== WHAT NEEDS TO BE DONE ==
Continue the account of the Morel outing in east Kentucky, picking up right after the ride home through town begins.

We even got a glimpse of a celebrity…Tim Farmer, host of Kentucky Afield on KET, put on a Morel cooking demonstration. “Y’all like butter? I like butter. Can’t go wrong with butter can ya?” he asked the crowd while whipping up some good smelling vittles.
When we had seen all the sights we could see we headed toward the parking lot-garage sale. Jill had about a pound and-a-half of Morels she snuck in and purchased when the other negotiator low-balled lower than the seller would take. Jill’s fierce negotiation tactics had paid off when she offered just a bit higher. The seller cried, “sold to the purdy lady,” and off she went like a thief. We boarded the truck and headed back thru the town, quickly returning to the wildness of east Kentucky.

== Region pointing data ==
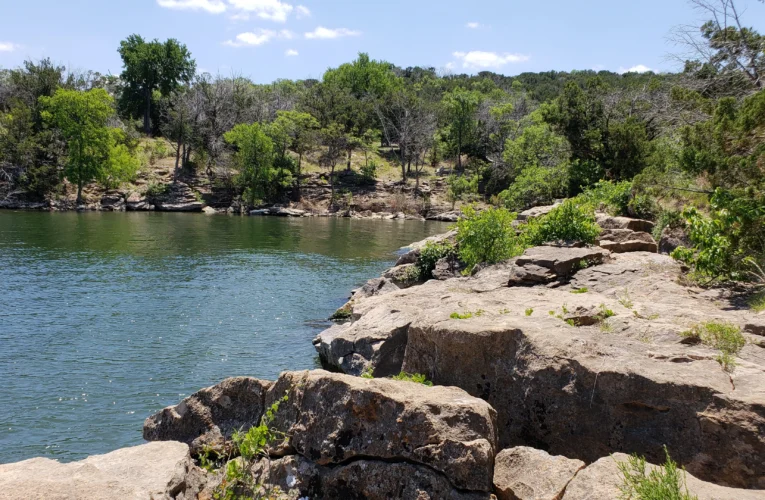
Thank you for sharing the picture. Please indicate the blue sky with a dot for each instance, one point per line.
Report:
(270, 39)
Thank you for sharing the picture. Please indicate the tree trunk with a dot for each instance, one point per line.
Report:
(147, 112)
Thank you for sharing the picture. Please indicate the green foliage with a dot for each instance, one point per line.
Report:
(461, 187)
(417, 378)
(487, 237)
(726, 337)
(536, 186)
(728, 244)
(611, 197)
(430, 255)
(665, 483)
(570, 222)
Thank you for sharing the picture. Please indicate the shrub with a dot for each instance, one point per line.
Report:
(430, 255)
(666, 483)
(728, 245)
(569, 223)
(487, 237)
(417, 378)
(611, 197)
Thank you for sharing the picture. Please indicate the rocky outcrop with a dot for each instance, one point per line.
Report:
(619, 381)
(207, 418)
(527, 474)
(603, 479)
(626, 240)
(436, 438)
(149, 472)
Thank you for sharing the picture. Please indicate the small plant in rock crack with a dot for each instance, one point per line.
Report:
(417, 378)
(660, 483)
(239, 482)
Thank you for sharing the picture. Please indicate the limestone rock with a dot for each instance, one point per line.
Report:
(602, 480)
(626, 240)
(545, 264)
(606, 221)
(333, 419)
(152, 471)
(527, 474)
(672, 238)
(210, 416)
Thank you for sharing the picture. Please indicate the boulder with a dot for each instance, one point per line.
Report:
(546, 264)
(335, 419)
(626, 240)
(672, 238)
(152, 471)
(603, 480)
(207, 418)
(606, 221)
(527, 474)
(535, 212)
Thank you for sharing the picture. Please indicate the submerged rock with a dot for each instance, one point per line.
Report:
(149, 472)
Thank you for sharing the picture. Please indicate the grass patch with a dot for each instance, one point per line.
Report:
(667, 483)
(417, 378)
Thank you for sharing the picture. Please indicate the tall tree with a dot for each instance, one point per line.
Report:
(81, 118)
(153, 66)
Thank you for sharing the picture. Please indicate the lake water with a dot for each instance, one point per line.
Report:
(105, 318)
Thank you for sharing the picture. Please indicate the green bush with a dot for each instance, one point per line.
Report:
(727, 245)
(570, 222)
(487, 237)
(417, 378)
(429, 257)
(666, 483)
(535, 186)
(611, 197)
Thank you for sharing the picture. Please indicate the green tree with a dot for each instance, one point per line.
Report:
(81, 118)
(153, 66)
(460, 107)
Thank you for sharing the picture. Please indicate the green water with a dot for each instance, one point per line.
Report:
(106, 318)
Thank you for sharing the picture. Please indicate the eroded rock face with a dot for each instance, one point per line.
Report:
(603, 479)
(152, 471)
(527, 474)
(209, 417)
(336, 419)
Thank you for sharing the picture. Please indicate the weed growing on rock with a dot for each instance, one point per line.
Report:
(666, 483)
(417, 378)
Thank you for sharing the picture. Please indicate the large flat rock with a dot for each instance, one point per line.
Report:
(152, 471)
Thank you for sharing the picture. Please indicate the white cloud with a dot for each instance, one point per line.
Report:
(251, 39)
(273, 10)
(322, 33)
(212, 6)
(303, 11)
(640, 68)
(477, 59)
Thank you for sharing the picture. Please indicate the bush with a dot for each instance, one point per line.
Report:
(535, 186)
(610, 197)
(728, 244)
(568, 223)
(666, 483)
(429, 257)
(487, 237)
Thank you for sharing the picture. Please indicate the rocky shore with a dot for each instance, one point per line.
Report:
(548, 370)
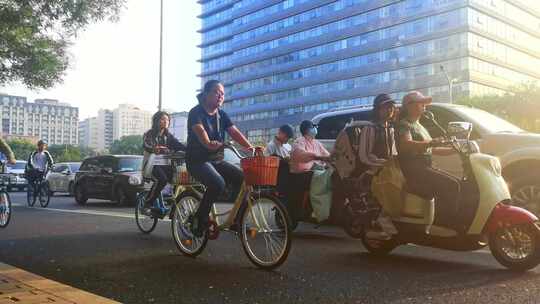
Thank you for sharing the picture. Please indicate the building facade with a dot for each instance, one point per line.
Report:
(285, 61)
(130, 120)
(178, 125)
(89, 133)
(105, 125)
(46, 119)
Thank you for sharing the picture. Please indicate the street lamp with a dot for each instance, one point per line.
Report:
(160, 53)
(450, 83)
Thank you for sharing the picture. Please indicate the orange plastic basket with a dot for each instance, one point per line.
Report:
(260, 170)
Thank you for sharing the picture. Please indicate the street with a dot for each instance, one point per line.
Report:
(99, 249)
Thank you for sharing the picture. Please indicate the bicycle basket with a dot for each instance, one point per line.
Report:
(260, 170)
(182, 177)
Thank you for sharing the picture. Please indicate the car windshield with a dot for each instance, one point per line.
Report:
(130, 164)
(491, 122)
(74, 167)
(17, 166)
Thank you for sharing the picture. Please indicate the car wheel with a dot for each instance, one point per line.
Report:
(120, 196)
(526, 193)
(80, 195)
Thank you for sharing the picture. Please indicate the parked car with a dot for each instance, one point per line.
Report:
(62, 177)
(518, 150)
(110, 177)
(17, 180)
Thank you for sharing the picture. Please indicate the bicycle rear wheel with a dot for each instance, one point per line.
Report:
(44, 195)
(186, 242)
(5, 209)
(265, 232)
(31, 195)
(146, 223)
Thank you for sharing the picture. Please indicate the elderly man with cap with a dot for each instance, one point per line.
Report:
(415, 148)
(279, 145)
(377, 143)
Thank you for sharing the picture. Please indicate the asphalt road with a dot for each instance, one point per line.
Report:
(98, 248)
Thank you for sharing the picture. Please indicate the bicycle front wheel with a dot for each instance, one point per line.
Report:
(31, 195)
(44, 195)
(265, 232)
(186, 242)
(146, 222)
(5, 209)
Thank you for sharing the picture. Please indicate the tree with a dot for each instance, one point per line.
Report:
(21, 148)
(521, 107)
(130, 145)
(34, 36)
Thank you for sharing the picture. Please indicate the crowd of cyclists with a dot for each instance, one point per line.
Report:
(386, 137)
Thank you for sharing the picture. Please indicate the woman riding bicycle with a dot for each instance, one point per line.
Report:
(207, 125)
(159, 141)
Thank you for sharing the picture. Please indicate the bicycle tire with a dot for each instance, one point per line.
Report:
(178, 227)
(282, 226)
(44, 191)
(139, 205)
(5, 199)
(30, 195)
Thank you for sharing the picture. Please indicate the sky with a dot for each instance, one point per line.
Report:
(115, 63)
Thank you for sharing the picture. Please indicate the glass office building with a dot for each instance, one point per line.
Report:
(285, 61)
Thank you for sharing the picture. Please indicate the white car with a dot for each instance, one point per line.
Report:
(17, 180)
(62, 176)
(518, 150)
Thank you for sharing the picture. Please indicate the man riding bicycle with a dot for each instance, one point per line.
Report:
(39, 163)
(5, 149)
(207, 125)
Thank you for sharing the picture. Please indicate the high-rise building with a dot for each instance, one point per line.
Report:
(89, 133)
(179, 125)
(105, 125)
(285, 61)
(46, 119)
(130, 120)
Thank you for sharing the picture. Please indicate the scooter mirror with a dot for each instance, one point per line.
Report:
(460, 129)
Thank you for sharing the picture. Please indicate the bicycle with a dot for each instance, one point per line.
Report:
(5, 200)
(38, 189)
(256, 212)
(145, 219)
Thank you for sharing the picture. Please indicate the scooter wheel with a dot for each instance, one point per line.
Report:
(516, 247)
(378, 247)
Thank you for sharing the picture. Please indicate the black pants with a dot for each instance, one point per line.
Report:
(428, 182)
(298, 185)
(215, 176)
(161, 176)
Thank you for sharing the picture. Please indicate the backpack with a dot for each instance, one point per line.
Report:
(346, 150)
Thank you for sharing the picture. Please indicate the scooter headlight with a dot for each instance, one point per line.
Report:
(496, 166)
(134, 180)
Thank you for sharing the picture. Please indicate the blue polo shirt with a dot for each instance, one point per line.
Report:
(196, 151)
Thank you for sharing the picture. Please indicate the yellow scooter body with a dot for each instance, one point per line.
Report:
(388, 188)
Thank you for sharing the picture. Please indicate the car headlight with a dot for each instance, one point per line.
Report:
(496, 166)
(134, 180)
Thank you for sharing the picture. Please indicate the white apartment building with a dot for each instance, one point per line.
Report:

== THE ANSWER ==
Papaw Gene reminisced about a grand hotel serviced by a sulphur-springs in Estill County. I thought at first he surely had been mistaken. Afterall, sulphur springs are great tourist destinations. How could that have closed? But sure enough, when I returned home I looked into the validity of his memory, and found that there is a spring in Estill County. A spring that most likely pre-dated human’s existence in North America. And there had been a grand hotel near the site of the spring, boasting 120 rooms and several cottages. Unfortunately it burnt to the ground in December, 1932, never to be rebuilt. What a shame. It would seem that a draw like a big hotel and springs could really bring Estill county back financially. But on the other hand, seems like they are doing pretty well with the mushroom festival. Still, makes me wish I could see the grand old hotel back in its glory days.
On the highway back, we chatted and gossiped and told lies. It was nice to take a lazy drive thru the gateway to eastern, Kentucky. It is nice to get out-of-town once in a while and rediscover your roots. It makes it even nicer to be with people who remember how it was back in the good ol days. Chatting with Jill’s grandfather gives him a chance to remember, and us a chance to imagine. It’s like modern folk-telling, passing down memories from generation to generation so they aren’t lost forever to time. It’s sad and beautiful simultaneously.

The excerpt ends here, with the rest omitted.